PAGE>
*****

The appellant was sentenced to a bad-conduct discharge (BCD), confinement for 7 months, forfeiture of $700.00 pay per month for 7 months, and reduction to pay grade E-1. The pretrial agreement had no effect on the sentence. In an act of clemency, the convening authority (CA) disapproved confinement over 6 months and forfeitures over $700.00 pay per month for 6 months. He did not approve the adjudged reduction. The appellant contends that the CA also did not approve the BCD in his action.

After carefully considering the record of trial, the appellant’s assignment of error that the CA disapproved the BCD, and the Government’s response, we conclude that the findings and sentence are correct in law and fact and that no error materially prejudicial to the substantial rights of the appellant was committed. We will clarify the approved and affirmed sentence in our decretal paragraph. In addition, although not assigned as error, we find error in the court-martial order and will order corrective action in our decretal paragraph. See Arts. 59(a) and 66(c), UCMJ, 10 U.S.C. §§ 859(a) and 866(c).

Convening Authority’s Action

In his assignment of error, the appellant contends that the CA disapproved the BCD and, therefore, this court is without jurisdiction to review the proceedings under Article 66(b)(1), UCMJ. We disagree.

*****

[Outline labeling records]
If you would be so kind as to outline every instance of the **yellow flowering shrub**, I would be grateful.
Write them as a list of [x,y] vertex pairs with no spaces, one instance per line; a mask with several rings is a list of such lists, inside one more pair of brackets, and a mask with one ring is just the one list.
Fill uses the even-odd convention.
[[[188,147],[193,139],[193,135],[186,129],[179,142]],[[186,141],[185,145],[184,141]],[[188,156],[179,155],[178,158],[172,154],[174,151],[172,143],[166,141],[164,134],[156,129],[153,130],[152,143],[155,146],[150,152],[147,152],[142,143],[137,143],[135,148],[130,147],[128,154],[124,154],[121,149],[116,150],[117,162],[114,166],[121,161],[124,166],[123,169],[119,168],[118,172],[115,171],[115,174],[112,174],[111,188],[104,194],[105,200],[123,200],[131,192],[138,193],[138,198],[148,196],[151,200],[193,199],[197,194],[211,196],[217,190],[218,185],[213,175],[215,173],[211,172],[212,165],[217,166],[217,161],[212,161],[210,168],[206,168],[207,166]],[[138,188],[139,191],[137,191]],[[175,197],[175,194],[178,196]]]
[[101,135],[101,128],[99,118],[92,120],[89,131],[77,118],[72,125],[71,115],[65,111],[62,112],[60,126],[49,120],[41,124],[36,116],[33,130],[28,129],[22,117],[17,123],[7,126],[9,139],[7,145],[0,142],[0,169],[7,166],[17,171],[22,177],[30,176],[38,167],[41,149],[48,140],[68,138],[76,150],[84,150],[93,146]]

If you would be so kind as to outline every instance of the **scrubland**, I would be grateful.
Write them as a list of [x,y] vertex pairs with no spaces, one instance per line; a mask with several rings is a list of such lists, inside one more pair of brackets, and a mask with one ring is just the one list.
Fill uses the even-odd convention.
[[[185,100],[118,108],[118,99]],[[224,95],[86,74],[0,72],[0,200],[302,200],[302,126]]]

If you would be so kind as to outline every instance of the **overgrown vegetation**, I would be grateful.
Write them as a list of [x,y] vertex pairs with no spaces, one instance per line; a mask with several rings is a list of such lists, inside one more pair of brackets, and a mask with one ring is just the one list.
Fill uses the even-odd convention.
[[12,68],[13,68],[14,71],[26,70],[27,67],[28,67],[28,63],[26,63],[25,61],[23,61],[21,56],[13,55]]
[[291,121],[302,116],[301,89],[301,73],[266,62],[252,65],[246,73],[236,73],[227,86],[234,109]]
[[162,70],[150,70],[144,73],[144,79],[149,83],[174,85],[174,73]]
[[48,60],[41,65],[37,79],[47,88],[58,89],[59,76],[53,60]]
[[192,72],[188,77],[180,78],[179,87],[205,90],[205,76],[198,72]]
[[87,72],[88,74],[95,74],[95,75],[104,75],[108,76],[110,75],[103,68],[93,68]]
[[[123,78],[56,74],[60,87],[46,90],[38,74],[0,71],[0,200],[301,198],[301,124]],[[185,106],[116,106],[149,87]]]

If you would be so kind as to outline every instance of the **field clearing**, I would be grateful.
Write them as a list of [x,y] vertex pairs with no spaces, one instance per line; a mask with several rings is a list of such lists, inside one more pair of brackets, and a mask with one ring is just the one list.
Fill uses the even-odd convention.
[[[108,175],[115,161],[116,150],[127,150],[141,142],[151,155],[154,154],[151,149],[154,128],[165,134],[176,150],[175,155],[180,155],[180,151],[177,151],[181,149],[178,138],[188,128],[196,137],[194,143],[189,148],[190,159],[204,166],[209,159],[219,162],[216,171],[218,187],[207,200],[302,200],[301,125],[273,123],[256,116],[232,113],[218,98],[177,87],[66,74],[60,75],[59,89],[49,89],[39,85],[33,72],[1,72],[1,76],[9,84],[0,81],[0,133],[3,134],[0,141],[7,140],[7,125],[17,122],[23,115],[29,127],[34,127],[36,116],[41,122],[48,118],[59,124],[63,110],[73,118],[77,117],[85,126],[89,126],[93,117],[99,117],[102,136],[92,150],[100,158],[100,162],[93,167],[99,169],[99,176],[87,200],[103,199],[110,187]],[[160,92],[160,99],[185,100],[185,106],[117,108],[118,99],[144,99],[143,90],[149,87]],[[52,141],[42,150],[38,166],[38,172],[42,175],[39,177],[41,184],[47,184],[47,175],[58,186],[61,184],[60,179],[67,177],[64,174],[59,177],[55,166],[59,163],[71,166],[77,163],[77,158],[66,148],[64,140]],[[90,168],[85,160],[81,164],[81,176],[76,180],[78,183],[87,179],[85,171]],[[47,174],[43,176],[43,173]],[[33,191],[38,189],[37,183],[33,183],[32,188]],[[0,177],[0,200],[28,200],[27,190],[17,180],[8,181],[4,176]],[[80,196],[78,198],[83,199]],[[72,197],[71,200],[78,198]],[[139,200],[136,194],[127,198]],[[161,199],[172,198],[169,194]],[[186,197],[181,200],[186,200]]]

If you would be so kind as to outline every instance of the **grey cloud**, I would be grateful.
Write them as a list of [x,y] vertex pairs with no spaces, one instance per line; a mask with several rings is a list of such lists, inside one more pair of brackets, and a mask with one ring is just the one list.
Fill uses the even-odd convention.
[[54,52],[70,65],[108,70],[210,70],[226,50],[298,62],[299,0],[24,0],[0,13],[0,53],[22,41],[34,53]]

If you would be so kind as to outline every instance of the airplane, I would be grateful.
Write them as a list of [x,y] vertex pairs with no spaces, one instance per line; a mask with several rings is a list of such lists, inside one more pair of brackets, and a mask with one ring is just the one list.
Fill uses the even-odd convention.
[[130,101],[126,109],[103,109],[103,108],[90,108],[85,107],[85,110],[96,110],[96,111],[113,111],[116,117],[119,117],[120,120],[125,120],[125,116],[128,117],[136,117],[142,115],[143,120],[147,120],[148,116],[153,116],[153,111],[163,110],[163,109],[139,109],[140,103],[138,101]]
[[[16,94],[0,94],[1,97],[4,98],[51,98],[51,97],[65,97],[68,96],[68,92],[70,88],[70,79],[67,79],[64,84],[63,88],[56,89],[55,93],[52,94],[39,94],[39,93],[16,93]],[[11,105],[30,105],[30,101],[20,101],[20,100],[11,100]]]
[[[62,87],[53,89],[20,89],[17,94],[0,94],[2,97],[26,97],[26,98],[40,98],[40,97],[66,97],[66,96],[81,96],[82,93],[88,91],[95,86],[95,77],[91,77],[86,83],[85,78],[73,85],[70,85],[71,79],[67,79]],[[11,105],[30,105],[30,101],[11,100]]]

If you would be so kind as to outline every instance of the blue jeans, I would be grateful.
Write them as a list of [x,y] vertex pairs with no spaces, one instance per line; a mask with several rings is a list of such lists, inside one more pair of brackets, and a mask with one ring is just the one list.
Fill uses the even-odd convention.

*****

GOALS>
**a)** Decide whether each statement agrees with the appellate opinion on the bad-conduct discharge, answering yes or no and quoting the deciding words: (i) The pretrial agreement lowered the sentence the appellant received. (ii) The convening authority disapproved confinement beyond 6 months. (iii) The court accepts that it lacks jurisdiction to review the proceedings.
**b)** Write a continuation of the appellate opinion on the bad-conduct discharge, picking up from its final sentence.

RESULTS>
**a)**
(i) No: "The pretrial agreement had no effect on the sentence."
(ii) Yes: "In an act of clemency, the convening authority (CA) disapproved confinement over 6 months"
(iii) No: "We disagree."

**b)**
In his action, the CA reduced the confinement and forfeitures by one month each, but failed to specifically state that the adjudged BCD and adjudged reduction to pay-grade E-l were approved:

In the case of [the appellant], only so much of the sentence as provides for confinement for six (6) months and forfeiture of seven hundred dollars ($700.00) pay per *609month for six (6) months is approved and, except for the part of the sentence extending to the bad conduct [sic] discharge, will be executed.

CA’s Action of 25 Oct 2002. The CA further noted that the automatic reduction to pay grade E-l was effective on the date of the CA’s action.

Background

After the record was forwarded to this court for review, the appellant moved to dismiss the case due to a lack of jurisdiction, because the CA failed to approve the BCD in his action. Appellant’s Motion to Dismiss of 27 Feb 2003. The Government opposed the motion, contending that by his action, the CA did approve the BCD. Government’s Opposition to Appellant’s Motion to Dismiss of 4 Mar 2003. We initially denied the appellant’s motion to dismiss, but ordered the record returned to the Judge Advocate General for submission to an appropriate CA for proper post-trial processing. N.M.Ct.Crim. App. Corrected Order of 10 Mar 2003.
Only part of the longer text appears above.